▶ [TEXT SHOWN]:
The European Union (EU) has joined multilateral institutions offering Kenya cheap loans to fight the Coronavirus disease and support small businesses running out of cash, bringing the total so far lent to Kenya to Sh214 billion.
The EU’s Sh7.8 billion support to Kenya – which has been struggling with huge commercial debts – adds to Sh22 billion from the African Development Bank (AfDB), the International Monetary Fund (Sh78 billion) and the World Bank (Sh106 billion).
The loans, which are usually long-term, low interest and have a grace period before repayment, will help the Treasury balance its books, which have lately seen Kenya use a third of all export earnings just to service commercial debts.
“We have been looking at our debt portfolio to see if there are ways to reduce the commercial loans with concessional ones. Of course the concessional ones are ready. You ask the World Bank to give you money, they will give it to you. You ask AfDB, they will give it to you and these are highly concessional loans. On average, the interest rates will be one or 1.5 percent with like five-year, ten-year grace period,” Treasury Secretary Ukur Yatani said.

▶ [WHAT TO WORK ON]:
1. Answer these from the passage on Kenya's loans:
(a) What total has been lent to Kenya so far?
(b) What share of all export earnings has Kenya lately used to service commercial debts?
(c) According to the Treasury Secretary, what will the average interest rates on the concessional loans be?
2. Reproduce the passage on Kenya's loans word for word, beginning at the words "The European Union" and stopping after the words "service commercial debts.".

▶ [LISTED RECORDS]:
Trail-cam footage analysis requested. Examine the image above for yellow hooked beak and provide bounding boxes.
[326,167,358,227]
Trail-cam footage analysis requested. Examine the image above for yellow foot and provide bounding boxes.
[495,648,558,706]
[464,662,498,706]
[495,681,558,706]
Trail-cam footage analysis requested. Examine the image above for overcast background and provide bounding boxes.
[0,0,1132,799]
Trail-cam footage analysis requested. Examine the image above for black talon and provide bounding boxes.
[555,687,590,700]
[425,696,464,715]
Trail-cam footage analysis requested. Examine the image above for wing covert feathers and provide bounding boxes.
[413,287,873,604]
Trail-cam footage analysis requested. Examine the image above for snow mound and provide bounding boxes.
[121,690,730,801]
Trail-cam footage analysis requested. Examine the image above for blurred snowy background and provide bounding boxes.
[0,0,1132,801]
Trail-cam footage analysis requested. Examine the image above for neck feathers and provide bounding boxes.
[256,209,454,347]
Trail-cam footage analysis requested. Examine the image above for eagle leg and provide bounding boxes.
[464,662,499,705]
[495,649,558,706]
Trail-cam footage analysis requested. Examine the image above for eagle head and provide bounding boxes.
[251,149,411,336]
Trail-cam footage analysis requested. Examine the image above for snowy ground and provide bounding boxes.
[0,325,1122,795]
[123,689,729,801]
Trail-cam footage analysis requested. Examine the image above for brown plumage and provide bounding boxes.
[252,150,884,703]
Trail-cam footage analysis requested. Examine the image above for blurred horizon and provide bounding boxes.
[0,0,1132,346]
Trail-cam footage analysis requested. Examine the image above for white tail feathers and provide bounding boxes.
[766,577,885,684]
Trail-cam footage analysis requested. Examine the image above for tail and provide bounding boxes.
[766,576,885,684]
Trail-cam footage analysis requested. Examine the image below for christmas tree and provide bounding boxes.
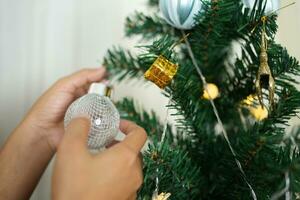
[104,0,300,200]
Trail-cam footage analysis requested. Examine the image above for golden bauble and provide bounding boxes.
[242,94,258,106]
[152,193,171,200]
[203,83,219,100]
[249,106,269,121]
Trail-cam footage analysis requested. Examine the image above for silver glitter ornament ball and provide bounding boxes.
[159,0,203,30]
[64,93,120,150]
[242,0,280,14]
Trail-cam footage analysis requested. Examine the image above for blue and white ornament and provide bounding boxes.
[243,0,280,15]
[159,0,203,30]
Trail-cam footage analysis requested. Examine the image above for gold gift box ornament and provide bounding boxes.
[144,55,178,89]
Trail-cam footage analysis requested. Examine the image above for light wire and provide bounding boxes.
[181,31,257,200]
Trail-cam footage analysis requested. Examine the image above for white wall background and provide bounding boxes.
[0,0,300,200]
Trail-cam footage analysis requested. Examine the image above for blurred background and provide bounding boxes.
[0,0,300,200]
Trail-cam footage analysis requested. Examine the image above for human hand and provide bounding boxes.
[21,68,105,152]
[52,118,147,200]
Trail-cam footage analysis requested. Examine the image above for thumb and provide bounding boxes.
[62,117,91,151]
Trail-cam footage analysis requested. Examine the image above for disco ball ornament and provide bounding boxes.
[159,0,203,30]
[242,0,280,14]
[64,93,120,150]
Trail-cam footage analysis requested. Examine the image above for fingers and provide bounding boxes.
[120,120,147,154]
[62,117,90,152]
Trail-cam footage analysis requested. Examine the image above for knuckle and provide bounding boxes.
[138,127,147,141]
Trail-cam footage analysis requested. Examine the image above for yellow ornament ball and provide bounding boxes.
[152,193,171,200]
[249,106,269,121]
[203,83,219,100]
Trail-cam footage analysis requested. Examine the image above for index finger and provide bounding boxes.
[120,120,147,153]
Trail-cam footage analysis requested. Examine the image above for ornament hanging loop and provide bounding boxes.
[255,16,275,108]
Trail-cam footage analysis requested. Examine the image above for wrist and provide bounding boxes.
[16,117,53,154]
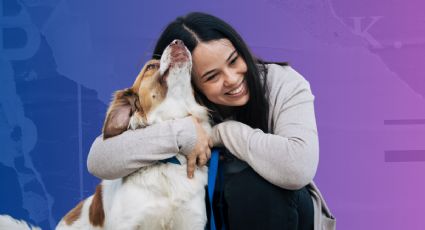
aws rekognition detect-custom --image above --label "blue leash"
[208,148,219,230]
[160,148,224,230]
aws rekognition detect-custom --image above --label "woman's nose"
[224,70,239,87]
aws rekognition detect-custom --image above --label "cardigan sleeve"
[87,117,196,180]
[212,65,319,190]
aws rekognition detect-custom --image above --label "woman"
[88,13,335,230]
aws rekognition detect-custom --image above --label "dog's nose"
[171,39,183,45]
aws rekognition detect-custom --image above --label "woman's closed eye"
[230,55,239,65]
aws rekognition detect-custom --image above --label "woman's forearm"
[87,117,196,180]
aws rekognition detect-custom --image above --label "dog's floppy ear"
[102,88,140,139]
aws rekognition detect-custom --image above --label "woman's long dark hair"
[152,12,285,132]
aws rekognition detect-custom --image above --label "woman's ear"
[102,88,140,139]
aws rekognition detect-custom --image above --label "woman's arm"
[87,117,196,180]
[212,67,319,190]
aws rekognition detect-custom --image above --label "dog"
[0,40,211,230]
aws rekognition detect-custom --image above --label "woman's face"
[192,39,249,106]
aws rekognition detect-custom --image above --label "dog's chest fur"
[102,63,210,229]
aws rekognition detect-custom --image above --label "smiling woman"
[192,39,249,106]
[88,13,335,230]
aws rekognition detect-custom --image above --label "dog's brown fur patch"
[63,200,84,225]
[89,184,105,227]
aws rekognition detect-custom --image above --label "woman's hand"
[186,116,213,178]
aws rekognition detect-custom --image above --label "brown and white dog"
[57,40,211,229]
[0,40,211,230]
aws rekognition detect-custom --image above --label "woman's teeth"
[227,83,244,95]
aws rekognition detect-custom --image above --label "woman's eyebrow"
[201,49,236,79]
[226,50,236,62]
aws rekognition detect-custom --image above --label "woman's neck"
[217,105,235,119]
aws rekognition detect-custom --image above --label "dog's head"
[102,40,192,139]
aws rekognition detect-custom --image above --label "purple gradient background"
[0,0,425,230]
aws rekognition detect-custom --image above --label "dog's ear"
[102,88,140,139]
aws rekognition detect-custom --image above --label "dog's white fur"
[57,40,211,230]
[0,41,211,230]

▶ [SOLUTION LIST]:
1.
(a) Sh214 billion
(b) A third
(c) One or 1.5 percent

2.
The European Union (EU) has joined multilateral institutions offering Kenya cheap loans to fight the Coronavirus disease and support small businesses running out of cash, bringing the total so far lent to Kenya to Sh214 billion.
The EU’s Sh7.8 billion support to Kenya – which has been struggling with huge commercial debts – adds to Sh22 billion from the African Development Bank (AfDB), the International Monetary Fund (Sh78 billion) and the World Bank (Sh106 billion).
The loans, which are usually long-term, low interest and have a grace period before repayment, will help the Treasury balance its books, which have lately seen Kenya use a third of all export earnings just to service commercial debts.